* ACTION ITEM
Return the full listing, character for character.

* RAW DATA
■ ■ ■ ■ ■ ■ ■
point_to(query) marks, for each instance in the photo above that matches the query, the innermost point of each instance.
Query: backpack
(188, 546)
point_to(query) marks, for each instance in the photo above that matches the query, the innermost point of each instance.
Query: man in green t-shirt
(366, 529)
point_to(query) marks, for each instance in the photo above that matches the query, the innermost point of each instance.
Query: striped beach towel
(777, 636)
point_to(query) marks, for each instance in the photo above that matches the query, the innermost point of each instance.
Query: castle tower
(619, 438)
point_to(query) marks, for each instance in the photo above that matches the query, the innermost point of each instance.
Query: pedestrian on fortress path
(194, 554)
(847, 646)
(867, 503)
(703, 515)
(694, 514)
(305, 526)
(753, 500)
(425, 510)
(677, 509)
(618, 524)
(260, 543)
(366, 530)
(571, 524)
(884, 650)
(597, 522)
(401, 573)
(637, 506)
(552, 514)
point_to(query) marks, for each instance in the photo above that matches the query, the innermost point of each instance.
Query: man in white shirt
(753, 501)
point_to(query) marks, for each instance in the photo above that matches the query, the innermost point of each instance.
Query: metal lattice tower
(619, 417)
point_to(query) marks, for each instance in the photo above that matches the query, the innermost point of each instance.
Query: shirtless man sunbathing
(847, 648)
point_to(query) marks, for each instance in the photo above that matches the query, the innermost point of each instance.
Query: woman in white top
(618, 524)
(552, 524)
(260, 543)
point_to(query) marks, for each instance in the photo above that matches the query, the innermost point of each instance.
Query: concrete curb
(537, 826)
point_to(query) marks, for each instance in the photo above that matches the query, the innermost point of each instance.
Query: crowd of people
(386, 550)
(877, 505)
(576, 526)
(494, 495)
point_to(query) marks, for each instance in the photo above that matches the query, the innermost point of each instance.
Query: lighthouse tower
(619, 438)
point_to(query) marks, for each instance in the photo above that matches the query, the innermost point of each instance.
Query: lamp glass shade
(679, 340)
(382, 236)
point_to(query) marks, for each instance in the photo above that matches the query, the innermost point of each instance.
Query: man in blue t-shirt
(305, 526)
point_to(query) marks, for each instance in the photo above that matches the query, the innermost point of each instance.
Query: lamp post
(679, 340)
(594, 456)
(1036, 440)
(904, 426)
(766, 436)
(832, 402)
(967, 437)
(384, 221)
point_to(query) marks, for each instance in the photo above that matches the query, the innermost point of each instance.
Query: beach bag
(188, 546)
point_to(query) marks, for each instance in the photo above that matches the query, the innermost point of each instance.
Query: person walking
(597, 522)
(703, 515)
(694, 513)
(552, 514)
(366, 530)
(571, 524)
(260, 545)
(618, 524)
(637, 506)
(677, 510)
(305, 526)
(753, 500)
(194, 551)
■ ■ ■ ■ ■ ■ ■
* REPLY
point_to(query) marks, for each instance in the photo above that matches the query, the innermost point of each instance.
Query: backpack
(188, 546)
point_to(query) marks, for each instance in the photo above that matches the query, the innermost point of each instance.
Query: man in green t-shirt
(366, 529)
point_to(query) marks, for each instance in the photo above that matches the query, the innermost point of each instance.
Query: striped beach towel
(777, 636)
point_to(query) marks, for each instance in the photo above that matches the query, the innermost point of each instance.
Query: castle tower
(619, 438)
point_to(query) marks, for each instance in the photo above that matches the query, the innermost point of each instance.
Query: pedestrian on fortress path
(194, 554)
(847, 646)
(867, 503)
(703, 515)
(694, 514)
(305, 526)
(753, 500)
(425, 510)
(677, 509)
(618, 524)
(260, 543)
(366, 530)
(571, 524)
(884, 650)
(597, 522)
(401, 573)
(637, 506)
(552, 514)
point_to(query) marks, for each instance in the photo above that matches the query, the innermost point of each instance.
Query: man in white shirt
(753, 501)
point_to(query) marks, for each instance in the photo above that matches the query, the innermost point of each instance.
Query: metal lattice tower
(619, 417)
point_to(query) marks, for each instance in the photo above that matches the query, the innermost point of each instance.
Query: shirtless man sunbathing
(847, 648)
point_to(query) marks, for each instance in the photo above that matches the query, the innermost point of each instance.
Query: woman in white top
(618, 524)
(552, 524)
(260, 543)
point_to(query) marks, for each instance in the photo above that matches the query, the innermost point of each instance.
Query: concrete curb
(537, 826)
point_to(query) marks, for each instance in the photo above that matches the query, the innermost point of each instance.
Query: crowd of people
(386, 550)
(877, 505)
(576, 526)
(494, 495)
point_to(query) marks, for each instance in the photo above that matches the query, the innermost point of each instance.
Query: lighthouse tower
(619, 438)
point_to(query) marks, for each instance in the photo above that matches the query, the innermost point of each instance.
Query: lamp glass shade
(679, 340)
(382, 236)
point_to(query) marks, for each instance in the photo above that matches the query, the innermost point of each instance.
Query: man in blue t-shirt
(305, 526)
point_to(query) marks, for each instance in the photo above that matches the query, the innermost point of each instance.
Query: lamp post
(679, 340)
(594, 456)
(1036, 440)
(904, 426)
(766, 436)
(832, 402)
(967, 437)
(384, 221)
point_to(query) marks, for each instance in the photo above that matches the query, the innermost point of each instance.
Query: beach bag
(188, 546)
point_to(query) marks, for each instance in the photo above that matches the query, the innermost point of each instance.
Query: person walking
(597, 522)
(703, 515)
(694, 513)
(552, 514)
(366, 530)
(571, 524)
(260, 545)
(618, 524)
(637, 506)
(677, 510)
(305, 526)
(753, 500)
(194, 551)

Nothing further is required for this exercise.